◆ Set task ◆
Recast the lines of the material below, from the one containing "point_to(query) returns, for every instance of the backpack" through the one containing "Target: backpack", inclusive, as a JSON list of strings with one string per line. Leave out any blank lines.
* begin Exercise material *
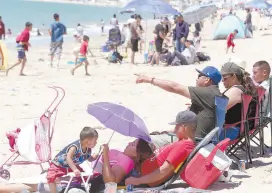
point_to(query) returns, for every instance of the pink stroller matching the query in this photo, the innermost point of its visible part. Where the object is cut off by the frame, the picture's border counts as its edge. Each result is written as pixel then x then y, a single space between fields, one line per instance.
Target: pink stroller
pixel 33 142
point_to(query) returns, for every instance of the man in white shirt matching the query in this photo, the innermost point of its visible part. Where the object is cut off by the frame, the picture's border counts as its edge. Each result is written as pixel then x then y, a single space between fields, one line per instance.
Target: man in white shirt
pixel 114 21
pixel 261 73
pixel 189 52
pixel 80 30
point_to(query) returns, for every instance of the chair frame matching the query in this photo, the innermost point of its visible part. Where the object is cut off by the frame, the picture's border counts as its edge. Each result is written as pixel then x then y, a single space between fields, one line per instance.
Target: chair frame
pixel 244 128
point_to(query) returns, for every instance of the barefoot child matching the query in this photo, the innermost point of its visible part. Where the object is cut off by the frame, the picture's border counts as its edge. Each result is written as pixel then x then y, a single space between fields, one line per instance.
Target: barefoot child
pixel 82 58
pixel 74 154
pixel 22 47
pixel 230 42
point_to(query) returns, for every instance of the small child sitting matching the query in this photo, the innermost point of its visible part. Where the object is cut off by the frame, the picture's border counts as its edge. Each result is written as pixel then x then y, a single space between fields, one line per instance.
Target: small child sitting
pixel 74 154
pixel 230 42
pixel 196 40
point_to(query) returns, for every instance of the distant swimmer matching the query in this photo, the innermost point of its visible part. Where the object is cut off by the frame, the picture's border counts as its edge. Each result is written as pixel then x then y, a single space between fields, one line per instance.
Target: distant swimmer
pixel 56 31
pixel 22 46
pixel 80 30
pixel 102 25
pixel 38 32
pixel 2 29
pixel 114 21
pixel 9 32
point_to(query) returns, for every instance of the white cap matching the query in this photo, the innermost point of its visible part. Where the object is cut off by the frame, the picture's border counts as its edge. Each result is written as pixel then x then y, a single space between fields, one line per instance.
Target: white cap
pixel 130 20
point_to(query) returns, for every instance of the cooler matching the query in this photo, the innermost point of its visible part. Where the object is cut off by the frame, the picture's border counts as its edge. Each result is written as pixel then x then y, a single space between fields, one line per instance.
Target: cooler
pixel 104 48
pixel 207 165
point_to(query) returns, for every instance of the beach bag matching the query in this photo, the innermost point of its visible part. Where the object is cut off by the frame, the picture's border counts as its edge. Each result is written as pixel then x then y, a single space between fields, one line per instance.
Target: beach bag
pixel 202 56
pixel 18 39
pixel 207 165
pixel 76 50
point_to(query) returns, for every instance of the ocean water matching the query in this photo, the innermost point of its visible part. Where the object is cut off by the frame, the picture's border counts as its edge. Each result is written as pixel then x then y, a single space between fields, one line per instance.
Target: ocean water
pixel 16 13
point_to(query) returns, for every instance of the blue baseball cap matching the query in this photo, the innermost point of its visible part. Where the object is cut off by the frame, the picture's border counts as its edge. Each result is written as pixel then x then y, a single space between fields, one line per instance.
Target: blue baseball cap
pixel 212 73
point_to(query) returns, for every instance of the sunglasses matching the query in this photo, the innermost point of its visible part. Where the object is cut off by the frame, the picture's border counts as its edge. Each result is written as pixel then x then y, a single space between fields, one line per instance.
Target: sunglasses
pixel 200 75
pixel 224 78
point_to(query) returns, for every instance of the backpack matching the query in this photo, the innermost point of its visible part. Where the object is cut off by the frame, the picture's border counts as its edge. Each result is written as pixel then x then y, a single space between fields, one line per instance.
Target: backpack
pixel 115 57
pixel 18 39
pixel 202 56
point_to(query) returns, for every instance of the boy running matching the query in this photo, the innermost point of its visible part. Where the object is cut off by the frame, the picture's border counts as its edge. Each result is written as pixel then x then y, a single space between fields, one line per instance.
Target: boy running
pixel 82 58
pixel 74 154
pixel 230 42
pixel 22 46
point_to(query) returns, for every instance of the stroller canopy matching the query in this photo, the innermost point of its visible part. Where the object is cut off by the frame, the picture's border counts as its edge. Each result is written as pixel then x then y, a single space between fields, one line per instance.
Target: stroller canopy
pixel 227 25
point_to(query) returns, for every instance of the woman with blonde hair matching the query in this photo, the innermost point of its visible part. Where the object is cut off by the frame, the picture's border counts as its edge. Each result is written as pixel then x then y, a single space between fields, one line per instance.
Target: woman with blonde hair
pixel 236 81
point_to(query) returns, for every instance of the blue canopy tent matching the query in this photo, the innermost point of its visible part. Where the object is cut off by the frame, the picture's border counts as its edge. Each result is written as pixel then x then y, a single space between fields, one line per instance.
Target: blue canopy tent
pixel 196 13
pixel 227 25
pixel 258 4
pixel 151 6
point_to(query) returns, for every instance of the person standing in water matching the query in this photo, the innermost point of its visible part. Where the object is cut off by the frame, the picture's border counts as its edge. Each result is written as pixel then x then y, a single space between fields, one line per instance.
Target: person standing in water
pixel 102 25
pixel 82 57
pixel 56 32
pixel 22 46
pixel 2 29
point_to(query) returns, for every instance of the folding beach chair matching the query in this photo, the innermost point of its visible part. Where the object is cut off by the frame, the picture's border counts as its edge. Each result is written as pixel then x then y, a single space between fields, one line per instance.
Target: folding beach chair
pixel 33 142
pixel 235 144
pixel 221 103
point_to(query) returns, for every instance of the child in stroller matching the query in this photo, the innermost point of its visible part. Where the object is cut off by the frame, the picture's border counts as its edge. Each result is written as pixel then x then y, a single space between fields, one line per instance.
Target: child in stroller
pixel 74 154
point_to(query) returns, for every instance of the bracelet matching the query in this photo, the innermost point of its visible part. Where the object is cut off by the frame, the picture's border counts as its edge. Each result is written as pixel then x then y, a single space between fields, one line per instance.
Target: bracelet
pixel 152 81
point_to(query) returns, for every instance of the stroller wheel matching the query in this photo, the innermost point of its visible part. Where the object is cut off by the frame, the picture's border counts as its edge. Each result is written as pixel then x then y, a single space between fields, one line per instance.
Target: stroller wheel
pixel 5 174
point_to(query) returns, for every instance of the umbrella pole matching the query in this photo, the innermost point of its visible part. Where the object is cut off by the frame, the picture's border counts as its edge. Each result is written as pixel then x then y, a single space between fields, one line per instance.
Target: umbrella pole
pixel 101 150
pixel 145 39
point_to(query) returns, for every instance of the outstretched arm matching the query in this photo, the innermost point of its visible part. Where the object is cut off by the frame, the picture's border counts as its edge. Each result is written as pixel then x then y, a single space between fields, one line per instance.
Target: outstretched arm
pixel 167 85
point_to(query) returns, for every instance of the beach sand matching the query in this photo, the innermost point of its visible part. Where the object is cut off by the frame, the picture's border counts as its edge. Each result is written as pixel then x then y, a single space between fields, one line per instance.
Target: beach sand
pixel 25 98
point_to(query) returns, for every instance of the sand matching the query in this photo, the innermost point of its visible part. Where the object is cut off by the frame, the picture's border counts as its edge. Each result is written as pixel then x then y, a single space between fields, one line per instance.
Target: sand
pixel 25 98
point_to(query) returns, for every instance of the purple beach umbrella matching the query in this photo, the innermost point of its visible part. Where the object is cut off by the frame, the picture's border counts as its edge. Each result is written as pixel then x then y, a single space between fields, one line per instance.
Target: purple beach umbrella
pixel 119 119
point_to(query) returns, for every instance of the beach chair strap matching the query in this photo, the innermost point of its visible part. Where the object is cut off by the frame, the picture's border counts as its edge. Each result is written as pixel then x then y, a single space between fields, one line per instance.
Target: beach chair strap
pixel 222 146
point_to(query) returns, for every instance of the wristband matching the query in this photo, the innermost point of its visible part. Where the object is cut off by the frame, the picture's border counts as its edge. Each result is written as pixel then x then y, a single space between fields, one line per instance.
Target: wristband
pixel 152 81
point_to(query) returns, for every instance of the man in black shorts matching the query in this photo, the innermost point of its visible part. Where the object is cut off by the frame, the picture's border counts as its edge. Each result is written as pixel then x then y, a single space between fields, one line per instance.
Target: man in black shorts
pixel 160 35
pixel 135 36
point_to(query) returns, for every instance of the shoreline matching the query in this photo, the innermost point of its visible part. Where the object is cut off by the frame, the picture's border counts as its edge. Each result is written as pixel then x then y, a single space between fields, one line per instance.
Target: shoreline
pixel 106 3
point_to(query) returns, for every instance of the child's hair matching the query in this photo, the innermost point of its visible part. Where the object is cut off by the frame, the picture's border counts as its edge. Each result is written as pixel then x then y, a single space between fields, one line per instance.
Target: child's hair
pixel 28 24
pixel 85 38
pixel 196 33
pixel 190 41
pixel 247 83
pixel 144 151
pixel 88 132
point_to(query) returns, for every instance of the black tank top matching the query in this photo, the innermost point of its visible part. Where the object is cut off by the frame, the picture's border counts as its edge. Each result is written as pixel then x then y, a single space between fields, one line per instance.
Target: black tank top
pixel 233 115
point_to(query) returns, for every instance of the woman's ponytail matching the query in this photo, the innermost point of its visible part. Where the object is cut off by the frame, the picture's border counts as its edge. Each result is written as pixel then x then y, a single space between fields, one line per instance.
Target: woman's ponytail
pixel 248 84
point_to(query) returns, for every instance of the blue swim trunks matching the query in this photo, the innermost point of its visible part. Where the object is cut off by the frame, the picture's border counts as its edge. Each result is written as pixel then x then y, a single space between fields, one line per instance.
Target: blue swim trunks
pixel 21 51
pixel 80 60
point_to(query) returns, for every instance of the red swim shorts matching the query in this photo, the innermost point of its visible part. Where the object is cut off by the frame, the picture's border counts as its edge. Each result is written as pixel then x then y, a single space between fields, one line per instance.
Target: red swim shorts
pixel 57 171
pixel 229 44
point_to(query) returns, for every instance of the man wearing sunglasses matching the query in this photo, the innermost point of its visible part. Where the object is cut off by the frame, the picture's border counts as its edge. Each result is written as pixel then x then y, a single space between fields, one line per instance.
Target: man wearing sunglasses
pixel 202 96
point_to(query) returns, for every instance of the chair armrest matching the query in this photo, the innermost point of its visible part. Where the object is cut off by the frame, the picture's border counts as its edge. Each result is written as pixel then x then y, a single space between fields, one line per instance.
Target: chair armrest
pixel 84 174
pixel 171 134
pixel 226 126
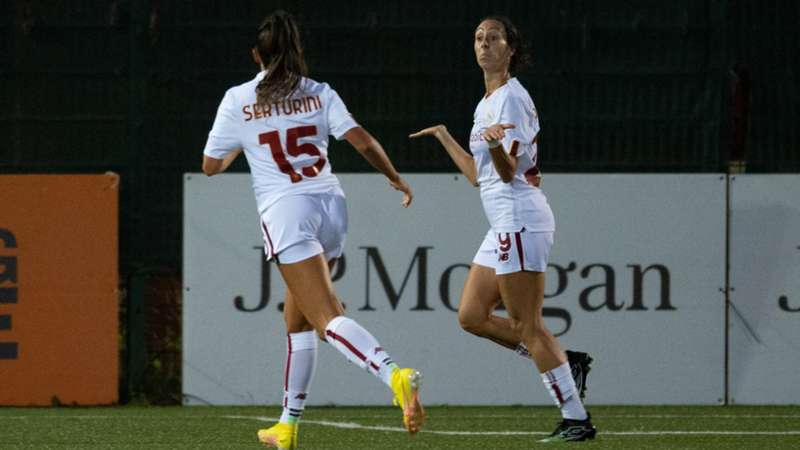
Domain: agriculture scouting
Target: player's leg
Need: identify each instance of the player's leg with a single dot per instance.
(312, 290)
(301, 362)
(521, 284)
(480, 297)
(523, 295)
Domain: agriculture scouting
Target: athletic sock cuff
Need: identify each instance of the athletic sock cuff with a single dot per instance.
(306, 340)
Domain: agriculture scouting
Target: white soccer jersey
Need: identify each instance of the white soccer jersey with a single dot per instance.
(286, 143)
(510, 207)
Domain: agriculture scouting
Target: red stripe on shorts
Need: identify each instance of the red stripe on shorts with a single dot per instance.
(520, 251)
(269, 241)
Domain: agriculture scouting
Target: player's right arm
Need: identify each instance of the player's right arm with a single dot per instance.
(223, 144)
(462, 159)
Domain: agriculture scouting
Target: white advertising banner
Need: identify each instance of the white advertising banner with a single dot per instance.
(635, 279)
(765, 289)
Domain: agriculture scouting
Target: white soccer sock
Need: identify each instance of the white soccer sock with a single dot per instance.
(561, 385)
(360, 347)
(301, 360)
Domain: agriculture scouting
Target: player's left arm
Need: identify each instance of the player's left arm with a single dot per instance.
(213, 166)
(505, 162)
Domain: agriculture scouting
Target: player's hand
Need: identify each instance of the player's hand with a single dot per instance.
(435, 131)
(401, 185)
(534, 177)
(496, 132)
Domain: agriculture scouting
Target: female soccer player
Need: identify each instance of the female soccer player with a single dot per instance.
(511, 262)
(282, 121)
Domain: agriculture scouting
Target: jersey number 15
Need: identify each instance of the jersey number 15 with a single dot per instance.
(273, 140)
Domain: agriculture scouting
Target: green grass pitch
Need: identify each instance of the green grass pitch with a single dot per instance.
(332, 428)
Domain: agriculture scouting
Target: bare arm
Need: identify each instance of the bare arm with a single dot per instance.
(373, 152)
(213, 166)
(504, 163)
(462, 159)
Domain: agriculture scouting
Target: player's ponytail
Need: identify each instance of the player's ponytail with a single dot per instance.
(279, 46)
(521, 57)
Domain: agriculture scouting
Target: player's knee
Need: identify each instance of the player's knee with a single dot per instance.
(470, 321)
(527, 329)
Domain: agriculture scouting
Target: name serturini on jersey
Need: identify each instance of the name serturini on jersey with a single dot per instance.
(286, 108)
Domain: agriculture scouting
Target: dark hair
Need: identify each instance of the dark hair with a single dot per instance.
(521, 57)
(278, 44)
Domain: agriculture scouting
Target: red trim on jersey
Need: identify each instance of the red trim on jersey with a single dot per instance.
(520, 251)
(346, 344)
(269, 240)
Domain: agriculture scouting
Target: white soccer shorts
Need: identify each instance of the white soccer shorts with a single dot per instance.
(515, 252)
(297, 227)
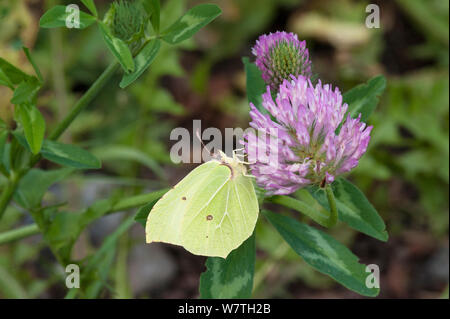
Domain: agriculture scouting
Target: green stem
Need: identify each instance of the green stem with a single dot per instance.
(82, 103)
(124, 204)
(84, 100)
(19, 233)
(332, 203)
(7, 193)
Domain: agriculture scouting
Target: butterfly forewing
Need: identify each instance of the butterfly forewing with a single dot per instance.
(210, 212)
(166, 217)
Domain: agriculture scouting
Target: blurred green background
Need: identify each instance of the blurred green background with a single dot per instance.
(405, 172)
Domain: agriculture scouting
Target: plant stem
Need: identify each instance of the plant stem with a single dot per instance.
(332, 203)
(84, 100)
(124, 204)
(82, 103)
(8, 192)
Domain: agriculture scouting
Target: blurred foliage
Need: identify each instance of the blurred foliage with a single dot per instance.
(405, 172)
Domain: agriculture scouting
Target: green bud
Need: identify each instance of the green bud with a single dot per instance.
(127, 20)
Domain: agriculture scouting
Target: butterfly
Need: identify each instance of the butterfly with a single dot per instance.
(210, 212)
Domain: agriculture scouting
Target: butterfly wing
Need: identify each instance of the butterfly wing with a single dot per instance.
(220, 224)
(164, 222)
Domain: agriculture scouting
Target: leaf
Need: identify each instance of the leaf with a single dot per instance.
(56, 17)
(91, 6)
(26, 91)
(364, 97)
(69, 155)
(192, 21)
(354, 209)
(307, 206)
(10, 75)
(28, 195)
(33, 125)
(142, 213)
(255, 84)
(153, 9)
(324, 253)
(231, 277)
(3, 137)
(118, 48)
(142, 61)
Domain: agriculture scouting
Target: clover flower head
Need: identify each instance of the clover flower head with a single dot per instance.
* end Exercise material *
◆ Answer in full ◆
[
  "point_to(query) returns, for every instance of the backpack matching the query in this photo, the innermost point of its visible part. Where the object is cut off by the frame, the picture's border counts as its edge. Each result is written as pixel then x then y, a single space between fields, one line per instance.",
  "Target: backpack"
]